THE DATA ▸
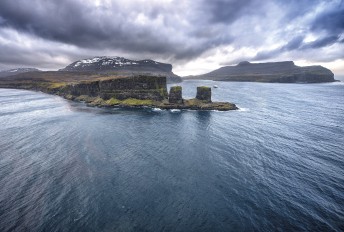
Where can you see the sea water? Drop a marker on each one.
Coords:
(277, 163)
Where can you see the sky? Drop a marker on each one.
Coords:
(195, 36)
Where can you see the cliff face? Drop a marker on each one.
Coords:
(123, 66)
(280, 72)
(138, 87)
(12, 72)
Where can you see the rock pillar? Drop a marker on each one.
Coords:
(175, 95)
(204, 93)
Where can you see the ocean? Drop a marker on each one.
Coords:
(276, 164)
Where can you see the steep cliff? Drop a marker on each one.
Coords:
(12, 72)
(137, 87)
(280, 72)
(133, 91)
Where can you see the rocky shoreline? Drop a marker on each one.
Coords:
(125, 92)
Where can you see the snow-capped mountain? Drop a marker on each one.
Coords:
(122, 65)
(12, 72)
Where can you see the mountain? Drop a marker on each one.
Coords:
(12, 72)
(122, 66)
(279, 72)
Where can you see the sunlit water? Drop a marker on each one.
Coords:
(275, 164)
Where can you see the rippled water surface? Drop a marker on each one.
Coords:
(276, 164)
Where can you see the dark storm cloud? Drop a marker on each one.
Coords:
(331, 21)
(227, 11)
(176, 31)
(113, 27)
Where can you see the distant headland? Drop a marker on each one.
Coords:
(89, 81)
(272, 72)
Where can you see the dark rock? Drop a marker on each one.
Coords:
(204, 93)
(137, 87)
(175, 95)
(12, 72)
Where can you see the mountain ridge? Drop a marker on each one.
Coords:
(276, 72)
(122, 66)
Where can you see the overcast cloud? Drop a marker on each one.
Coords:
(195, 36)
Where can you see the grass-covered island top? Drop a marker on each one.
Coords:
(131, 91)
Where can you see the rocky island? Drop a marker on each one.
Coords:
(272, 72)
(116, 91)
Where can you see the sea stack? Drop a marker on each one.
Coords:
(204, 93)
(175, 95)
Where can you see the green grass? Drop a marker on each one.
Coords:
(137, 102)
(176, 88)
(112, 102)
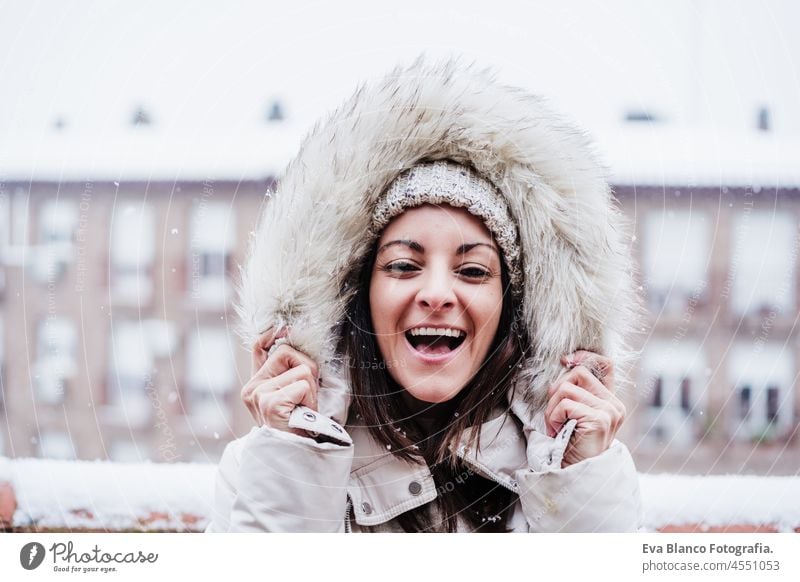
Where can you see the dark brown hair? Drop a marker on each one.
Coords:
(377, 405)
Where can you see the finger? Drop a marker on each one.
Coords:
(569, 409)
(275, 408)
(576, 394)
(246, 395)
(601, 366)
(583, 377)
(284, 358)
(296, 374)
(262, 345)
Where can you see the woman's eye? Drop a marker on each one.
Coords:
(474, 273)
(400, 268)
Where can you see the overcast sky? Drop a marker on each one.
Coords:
(203, 67)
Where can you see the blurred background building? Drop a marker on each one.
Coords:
(133, 169)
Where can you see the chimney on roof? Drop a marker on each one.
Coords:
(763, 119)
(640, 116)
(276, 112)
(141, 117)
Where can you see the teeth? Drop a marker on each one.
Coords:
(436, 331)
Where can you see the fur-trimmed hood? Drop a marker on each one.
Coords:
(577, 290)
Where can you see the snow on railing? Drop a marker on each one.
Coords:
(47, 495)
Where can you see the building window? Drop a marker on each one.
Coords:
(55, 358)
(772, 403)
(745, 400)
(132, 253)
(686, 395)
(56, 445)
(213, 235)
(57, 222)
(130, 373)
(210, 376)
(679, 388)
(763, 376)
(658, 396)
(676, 253)
(762, 263)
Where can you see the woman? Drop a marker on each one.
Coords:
(438, 275)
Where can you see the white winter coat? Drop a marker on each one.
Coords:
(577, 295)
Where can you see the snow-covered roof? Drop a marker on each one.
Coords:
(675, 156)
(647, 155)
(114, 496)
(103, 495)
(149, 154)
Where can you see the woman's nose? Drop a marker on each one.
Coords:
(437, 291)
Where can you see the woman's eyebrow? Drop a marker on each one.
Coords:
(412, 244)
(415, 246)
(467, 247)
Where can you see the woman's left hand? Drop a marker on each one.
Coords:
(585, 393)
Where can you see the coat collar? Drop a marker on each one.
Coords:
(382, 486)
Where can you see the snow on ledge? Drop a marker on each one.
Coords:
(720, 500)
(179, 497)
(112, 496)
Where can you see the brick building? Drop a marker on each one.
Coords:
(117, 322)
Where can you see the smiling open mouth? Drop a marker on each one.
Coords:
(435, 341)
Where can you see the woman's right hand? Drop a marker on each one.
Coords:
(281, 381)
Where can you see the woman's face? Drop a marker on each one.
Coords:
(435, 296)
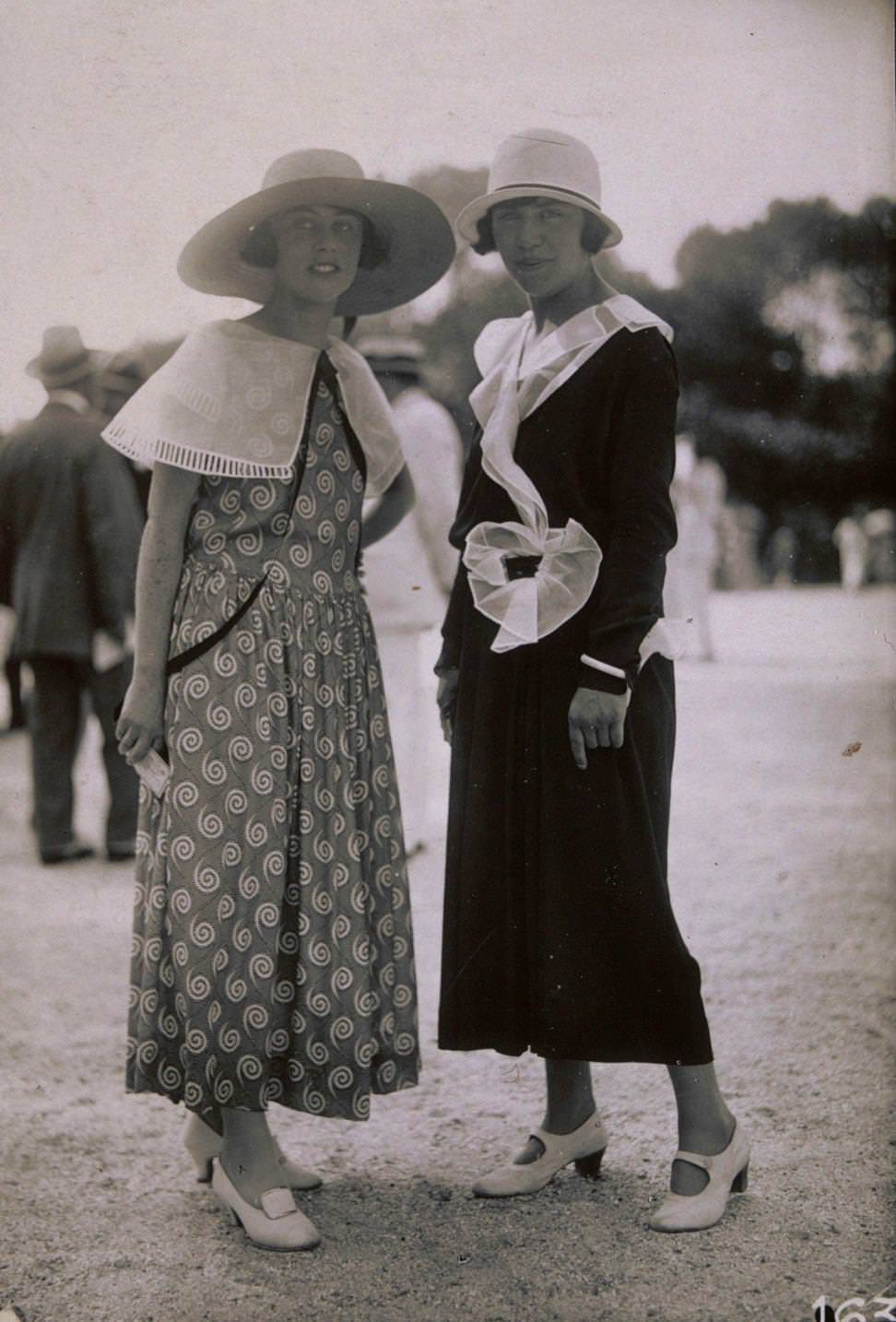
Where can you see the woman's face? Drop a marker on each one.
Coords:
(317, 252)
(539, 242)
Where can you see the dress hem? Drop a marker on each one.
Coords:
(592, 1056)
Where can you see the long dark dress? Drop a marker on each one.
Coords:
(560, 935)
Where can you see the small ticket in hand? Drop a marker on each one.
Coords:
(154, 771)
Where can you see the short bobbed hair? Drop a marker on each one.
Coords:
(261, 247)
(594, 233)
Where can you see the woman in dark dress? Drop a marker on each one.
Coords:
(558, 696)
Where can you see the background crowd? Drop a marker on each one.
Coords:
(784, 338)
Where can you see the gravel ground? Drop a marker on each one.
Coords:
(781, 846)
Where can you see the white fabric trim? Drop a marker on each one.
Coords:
(602, 666)
(529, 608)
(233, 401)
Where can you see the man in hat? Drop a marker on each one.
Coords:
(408, 574)
(69, 536)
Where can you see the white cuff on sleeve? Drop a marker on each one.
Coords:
(602, 666)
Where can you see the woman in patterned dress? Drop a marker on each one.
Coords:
(273, 955)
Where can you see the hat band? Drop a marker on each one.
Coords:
(550, 188)
(54, 366)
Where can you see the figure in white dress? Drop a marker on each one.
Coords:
(698, 495)
(408, 575)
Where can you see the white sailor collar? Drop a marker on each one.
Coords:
(233, 401)
(557, 357)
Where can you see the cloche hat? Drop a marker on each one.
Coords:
(417, 234)
(541, 163)
(64, 359)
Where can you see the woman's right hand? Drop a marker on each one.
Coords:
(140, 726)
(445, 697)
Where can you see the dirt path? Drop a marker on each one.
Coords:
(780, 871)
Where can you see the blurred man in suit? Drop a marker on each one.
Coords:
(69, 536)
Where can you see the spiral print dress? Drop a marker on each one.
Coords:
(273, 956)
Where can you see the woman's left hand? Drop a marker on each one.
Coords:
(596, 721)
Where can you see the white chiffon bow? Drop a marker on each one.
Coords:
(527, 608)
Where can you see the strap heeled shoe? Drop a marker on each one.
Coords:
(727, 1170)
(584, 1146)
(204, 1145)
(277, 1224)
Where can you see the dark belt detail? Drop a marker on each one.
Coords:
(521, 566)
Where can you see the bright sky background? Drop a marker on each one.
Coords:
(124, 125)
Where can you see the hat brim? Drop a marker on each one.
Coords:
(473, 212)
(65, 375)
(418, 237)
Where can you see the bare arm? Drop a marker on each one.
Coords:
(159, 569)
(390, 509)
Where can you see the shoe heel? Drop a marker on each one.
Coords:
(590, 1165)
(203, 1170)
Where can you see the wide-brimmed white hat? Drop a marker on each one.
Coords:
(541, 163)
(419, 243)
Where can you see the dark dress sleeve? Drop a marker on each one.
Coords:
(627, 600)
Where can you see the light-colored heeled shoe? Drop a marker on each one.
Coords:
(727, 1170)
(277, 1224)
(204, 1145)
(584, 1146)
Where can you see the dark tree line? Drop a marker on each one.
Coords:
(784, 337)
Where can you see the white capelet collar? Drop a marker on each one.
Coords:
(231, 402)
(529, 608)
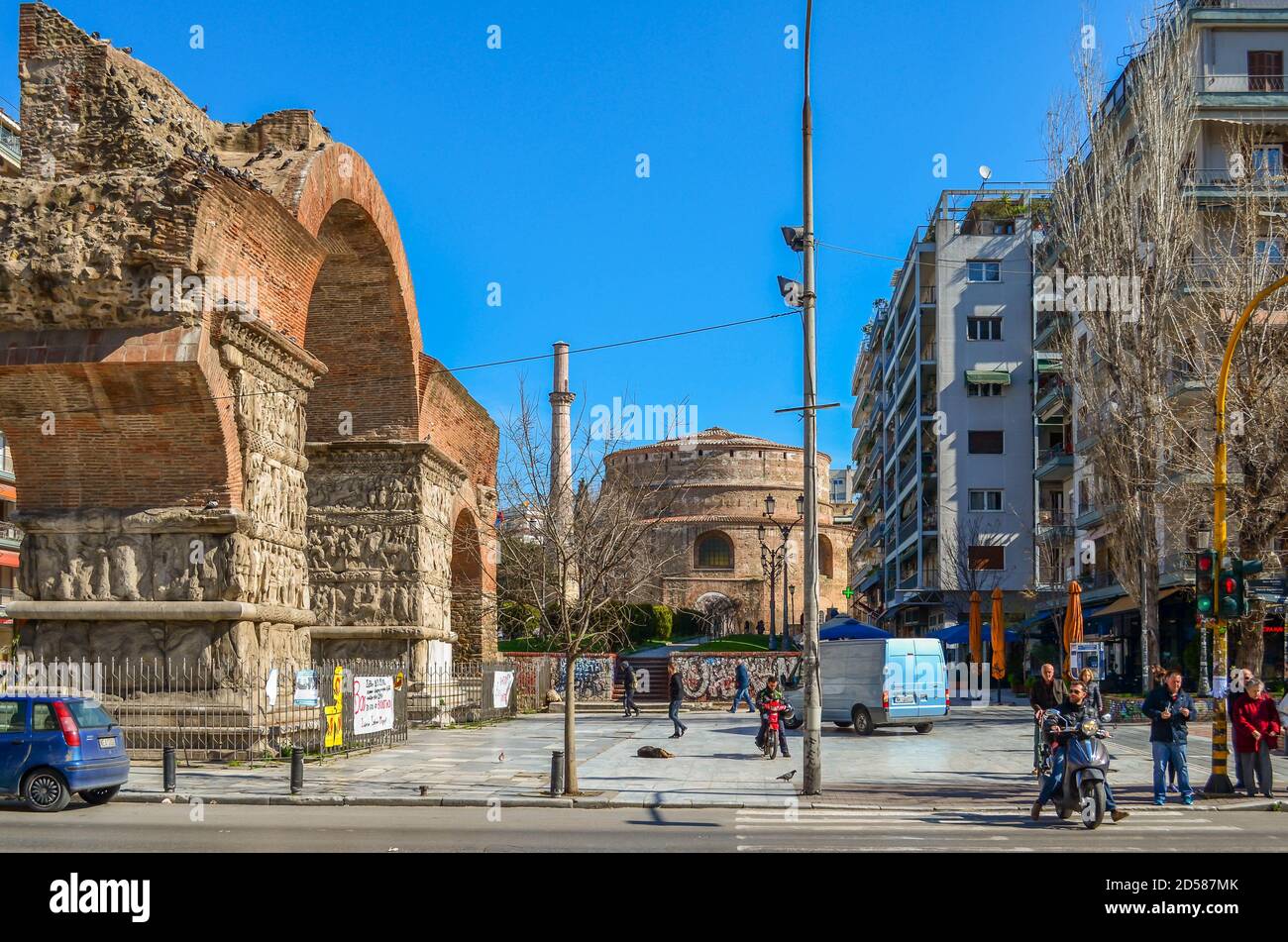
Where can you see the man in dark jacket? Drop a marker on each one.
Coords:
(768, 695)
(1073, 712)
(742, 687)
(629, 684)
(1170, 709)
(1047, 692)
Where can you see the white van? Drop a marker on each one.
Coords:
(879, 682)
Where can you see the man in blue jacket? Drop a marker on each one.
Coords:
(1170, 709)
(742, 687)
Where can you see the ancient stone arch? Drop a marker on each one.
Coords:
(175, 295)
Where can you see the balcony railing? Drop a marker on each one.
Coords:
(1225, 84)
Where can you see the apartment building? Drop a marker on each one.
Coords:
(943, 444)
(1237, 71)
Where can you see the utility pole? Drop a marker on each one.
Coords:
(812, 771)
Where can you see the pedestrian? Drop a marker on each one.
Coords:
(1239, 679)
(1256, 732)
(630, 682)
(1170, 709)
(742, 687)
(1047, 692)
(772, 692)
(1095, 699)
(677, 695)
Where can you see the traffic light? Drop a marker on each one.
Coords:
(1203, 585)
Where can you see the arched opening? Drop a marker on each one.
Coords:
(824, 556)
(359, 327)
(713, 551)
(467, 587)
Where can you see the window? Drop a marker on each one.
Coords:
(1266, 69)
(715, 551)
(986, 499)
(983, 270)
(983, 328)
(13, 715)
(984, 442)
(987, 556)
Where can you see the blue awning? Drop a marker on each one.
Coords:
(844, 628)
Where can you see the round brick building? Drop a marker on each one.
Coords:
(709, 532)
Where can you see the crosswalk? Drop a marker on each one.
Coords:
(987, 830)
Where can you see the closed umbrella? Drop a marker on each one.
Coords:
(999, 633)
(1072, 623)
(977, 642)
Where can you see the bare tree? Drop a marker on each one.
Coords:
(605, 549)
(1124, 229)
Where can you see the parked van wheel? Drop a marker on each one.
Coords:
(862, 721)
(46, 790)
(101, 795)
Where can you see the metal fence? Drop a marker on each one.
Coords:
(325, 706)
(467, 692)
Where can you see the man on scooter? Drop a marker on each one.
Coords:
(769, 695)
(1073, 712)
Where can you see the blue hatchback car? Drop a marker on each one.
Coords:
(55, 747)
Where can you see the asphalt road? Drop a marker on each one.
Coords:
(155, 828)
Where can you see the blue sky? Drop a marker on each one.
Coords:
(518, 164)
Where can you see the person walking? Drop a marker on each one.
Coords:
(630, 683)
(1239, 679)
(677, 696)
(1047, 692)
(1256, 732)
(1095, 699)
(742, 687)
(1170, 709)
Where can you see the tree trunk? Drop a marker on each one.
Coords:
(571, 723)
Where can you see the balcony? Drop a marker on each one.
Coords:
(1054, 464)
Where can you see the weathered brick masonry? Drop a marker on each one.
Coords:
(175, 295)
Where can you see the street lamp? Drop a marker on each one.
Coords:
(773, 558)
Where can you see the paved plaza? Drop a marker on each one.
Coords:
(975, 760)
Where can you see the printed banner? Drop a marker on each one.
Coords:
(373, 704)
(502, 680)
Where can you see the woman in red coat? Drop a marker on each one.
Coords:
(1256, 732)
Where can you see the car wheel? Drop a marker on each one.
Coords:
(44, 789)
(101, 795)
(862, 721)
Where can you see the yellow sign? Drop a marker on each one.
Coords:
(335, 712)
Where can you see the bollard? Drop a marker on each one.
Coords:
(557, 773)
(296, 771)
(167, 769)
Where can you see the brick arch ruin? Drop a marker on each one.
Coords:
(187, 306)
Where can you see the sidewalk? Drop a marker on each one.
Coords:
(975, 761)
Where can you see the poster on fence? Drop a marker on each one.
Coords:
(502, 680)
(373, 704)
(307, 688)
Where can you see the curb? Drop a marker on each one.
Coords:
(600, 803)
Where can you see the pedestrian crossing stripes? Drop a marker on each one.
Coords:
(902, 830)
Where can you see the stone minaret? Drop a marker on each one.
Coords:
(561, 450)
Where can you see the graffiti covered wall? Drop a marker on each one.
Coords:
(711, 676)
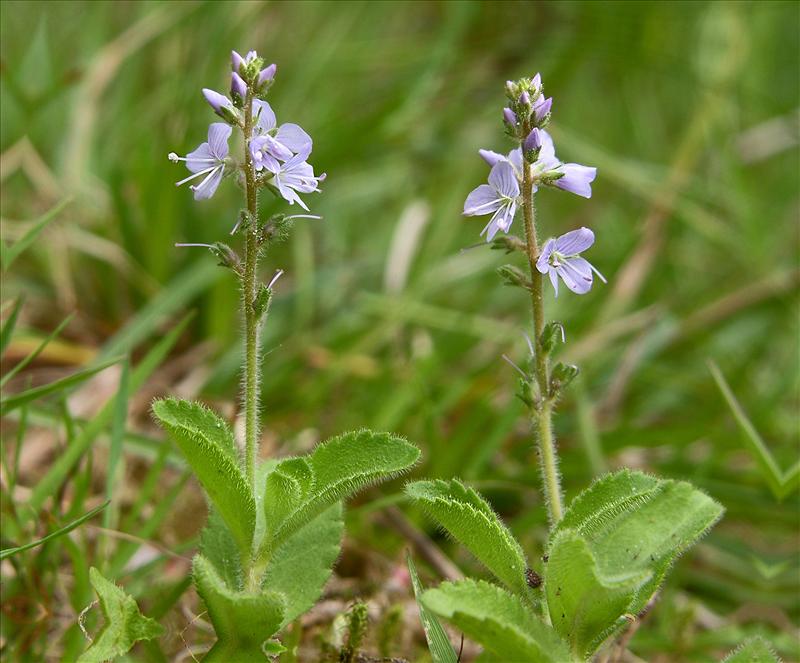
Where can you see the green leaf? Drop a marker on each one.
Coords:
(207, 444)
(780, 483)
(243, 622)
(644, 532)
(10, 324)
(497, 620)
(10, 253)
(301, 566)
(124, 624)
(471, 521)
(7, 552)
(339, 467)
(439, 644)
(15, 400)
(585, 606)
(753, 650)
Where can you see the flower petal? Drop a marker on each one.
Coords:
(209, 185)
(491, 157)
(293, 137)
(577, 179)
(218, 135)
(575, 241)
(576, 274)
(504, 180)
(265, 116)
(542, 263)
(482, 200)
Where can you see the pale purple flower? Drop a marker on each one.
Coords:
(268, 144)
(238, 86)
(219, 102)
(498, 198)
(207, 161)
(267, 74)
(296, 175)
(560, 258)
(541, 107)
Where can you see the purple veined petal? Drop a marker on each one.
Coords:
(577, 179)
(482, 200)
(575, 241)
(576, 274)
(208, 186)
(236, 61)
(553, 273)
(201, 159)
(491, 157)
(542, 263)
(293, 136)
(218, 135)
(264, 115)
(503, 178)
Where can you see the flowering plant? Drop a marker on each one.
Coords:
(607, 553)
(275, 526)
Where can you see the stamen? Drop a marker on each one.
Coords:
(196, 175)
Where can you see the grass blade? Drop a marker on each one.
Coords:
(7, 552)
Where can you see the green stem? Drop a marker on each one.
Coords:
(541, 413)
(251, 386)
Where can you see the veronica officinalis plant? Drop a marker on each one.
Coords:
(275, 527)
(608, 552)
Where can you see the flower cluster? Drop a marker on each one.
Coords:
(526, 117)
(278, 154)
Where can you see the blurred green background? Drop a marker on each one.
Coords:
(690, 113)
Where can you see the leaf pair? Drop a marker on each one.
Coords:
(611, 551)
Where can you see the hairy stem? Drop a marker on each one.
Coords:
(541, 413)
(251, 386)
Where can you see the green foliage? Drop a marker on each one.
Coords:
(244, 622)
(613, 547)
(439, 644)
(584, 605)
(124, 624)
(471, 521)
(208, 446)
(754, 650)
(7, 552)
(338, 468)
(301, 566)
(497, 620)
(780, 483)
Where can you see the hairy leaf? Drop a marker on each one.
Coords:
(473, 523)
(439, 644)
(243, 622)
(753, 650)
(340, 467)
(302, 565)
(124, 624)
(497, 620)
(585, 606)
(208, 446)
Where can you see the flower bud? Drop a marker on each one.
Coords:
(533, 140)
(510, 117)
(238, 86)
(267, 74)
(237, 62)
(541, 108)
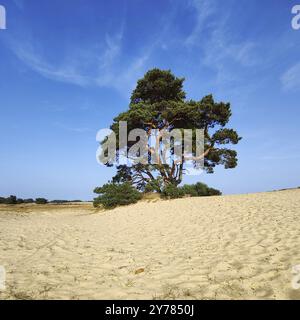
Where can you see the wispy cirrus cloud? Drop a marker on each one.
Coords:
(204, 9)
(71, 70)
(290, 80)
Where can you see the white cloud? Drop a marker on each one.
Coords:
(290, 80)
(203, 10)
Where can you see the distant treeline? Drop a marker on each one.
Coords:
(15, 200)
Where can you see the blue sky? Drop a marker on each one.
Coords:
(68, 67)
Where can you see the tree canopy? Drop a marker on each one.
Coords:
(158, 103)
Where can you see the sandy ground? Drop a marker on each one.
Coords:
(229, 247)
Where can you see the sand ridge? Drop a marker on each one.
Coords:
(228, 247)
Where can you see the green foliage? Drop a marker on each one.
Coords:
(200, 189)
(154, 185)
(113, 195)
(41, 201)
(159, 102)
(28, 200)
(171, 191)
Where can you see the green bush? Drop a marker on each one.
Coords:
(199, 190)
(153, 186)
(41, 201)
(113, 195)
(189, 189)
(171, 191)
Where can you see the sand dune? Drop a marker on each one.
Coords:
(229, 247)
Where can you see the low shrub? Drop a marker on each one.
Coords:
(171, 191)
(112, 195)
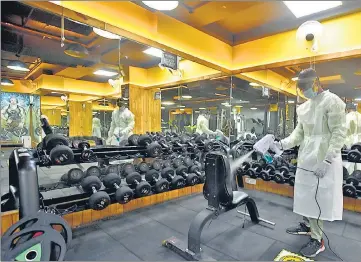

DIRECTIONS ▸ Going through the entries above, count the lines with the word "stone". Give only the result.

REPLY TO THE TASK ▸ 2